[Extracted data entries]

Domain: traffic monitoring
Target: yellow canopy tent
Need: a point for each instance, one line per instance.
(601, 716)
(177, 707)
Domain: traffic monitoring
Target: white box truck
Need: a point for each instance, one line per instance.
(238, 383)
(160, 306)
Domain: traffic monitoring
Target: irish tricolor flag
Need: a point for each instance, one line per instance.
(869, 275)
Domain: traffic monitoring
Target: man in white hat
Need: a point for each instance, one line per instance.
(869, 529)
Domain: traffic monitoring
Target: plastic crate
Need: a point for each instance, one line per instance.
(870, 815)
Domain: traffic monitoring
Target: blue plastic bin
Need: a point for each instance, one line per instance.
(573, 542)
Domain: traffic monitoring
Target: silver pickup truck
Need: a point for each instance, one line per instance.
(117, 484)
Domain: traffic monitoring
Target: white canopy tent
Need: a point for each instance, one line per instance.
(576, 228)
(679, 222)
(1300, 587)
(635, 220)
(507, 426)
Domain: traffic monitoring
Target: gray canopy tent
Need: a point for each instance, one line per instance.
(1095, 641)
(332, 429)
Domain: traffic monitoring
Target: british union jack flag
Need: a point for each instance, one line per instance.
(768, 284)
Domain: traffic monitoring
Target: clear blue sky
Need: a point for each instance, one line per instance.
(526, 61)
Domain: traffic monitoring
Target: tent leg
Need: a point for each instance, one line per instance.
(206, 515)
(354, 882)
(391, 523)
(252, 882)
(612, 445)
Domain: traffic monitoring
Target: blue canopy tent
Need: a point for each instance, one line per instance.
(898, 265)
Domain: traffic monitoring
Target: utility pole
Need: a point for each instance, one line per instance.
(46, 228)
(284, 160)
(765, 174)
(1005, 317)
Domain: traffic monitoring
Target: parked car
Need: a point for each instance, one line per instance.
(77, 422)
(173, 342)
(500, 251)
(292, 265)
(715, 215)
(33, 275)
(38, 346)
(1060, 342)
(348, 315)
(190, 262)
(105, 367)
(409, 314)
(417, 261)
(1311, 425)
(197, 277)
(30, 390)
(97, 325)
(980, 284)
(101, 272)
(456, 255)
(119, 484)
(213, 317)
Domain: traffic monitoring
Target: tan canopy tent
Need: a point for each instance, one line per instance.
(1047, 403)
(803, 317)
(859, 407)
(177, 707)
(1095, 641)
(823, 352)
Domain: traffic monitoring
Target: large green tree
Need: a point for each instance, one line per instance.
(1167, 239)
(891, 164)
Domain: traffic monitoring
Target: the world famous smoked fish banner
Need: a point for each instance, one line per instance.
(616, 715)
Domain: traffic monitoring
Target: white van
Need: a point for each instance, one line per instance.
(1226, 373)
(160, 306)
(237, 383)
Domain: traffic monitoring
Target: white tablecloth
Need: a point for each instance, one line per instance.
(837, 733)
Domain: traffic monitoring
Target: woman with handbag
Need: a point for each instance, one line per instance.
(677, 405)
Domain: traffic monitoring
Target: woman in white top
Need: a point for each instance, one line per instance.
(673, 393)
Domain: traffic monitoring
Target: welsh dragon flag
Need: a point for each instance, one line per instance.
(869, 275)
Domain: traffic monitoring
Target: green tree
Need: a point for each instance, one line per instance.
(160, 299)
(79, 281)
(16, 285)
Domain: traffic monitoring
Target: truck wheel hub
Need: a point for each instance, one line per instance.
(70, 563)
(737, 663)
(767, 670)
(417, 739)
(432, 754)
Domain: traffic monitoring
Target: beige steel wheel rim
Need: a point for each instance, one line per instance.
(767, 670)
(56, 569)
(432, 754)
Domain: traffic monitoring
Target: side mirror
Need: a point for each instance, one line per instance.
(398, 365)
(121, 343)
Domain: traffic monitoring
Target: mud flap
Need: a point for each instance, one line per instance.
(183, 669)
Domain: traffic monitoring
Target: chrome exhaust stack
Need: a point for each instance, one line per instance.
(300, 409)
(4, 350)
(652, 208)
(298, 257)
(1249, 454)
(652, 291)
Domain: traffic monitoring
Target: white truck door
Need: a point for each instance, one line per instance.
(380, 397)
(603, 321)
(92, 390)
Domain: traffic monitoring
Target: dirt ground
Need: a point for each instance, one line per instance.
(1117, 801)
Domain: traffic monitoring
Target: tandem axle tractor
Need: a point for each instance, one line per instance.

**Your goal:**
Among the lines above, find those with the string "green" and copy them.

**Your solution:**
Target: large green tree
Target: green tree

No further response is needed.